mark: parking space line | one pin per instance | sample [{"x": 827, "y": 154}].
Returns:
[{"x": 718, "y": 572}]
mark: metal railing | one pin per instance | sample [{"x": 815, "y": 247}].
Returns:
——————————
- Action item:
Give back the data exactly.

- Completed task:
mark: parking space line | one pin per instance | sample [{"x": 827, "y": 154}].
Returns:
[{"x": 718, "y": 572}]
mark: metal railing | one pin per instance | sample [{"x": 815, "y": 247}].
Returns:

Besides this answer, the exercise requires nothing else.